Materyali düzenleyin: "single marker" ifadesinin geçtiği her yere "single point" yazın, diğer her şeyi değiştirmeden bırakın.

- [Materyal]
= = = = =

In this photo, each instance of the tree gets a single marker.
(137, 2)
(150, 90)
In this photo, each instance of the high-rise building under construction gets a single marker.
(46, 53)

= = = = =

- [Nihai Sonuç]
In this photo, each instance of the tree gets a single point.
(137, 2)
(150, 90)
In this photo, each instance of the high-rise building under construction gets a single point.
(46, 53)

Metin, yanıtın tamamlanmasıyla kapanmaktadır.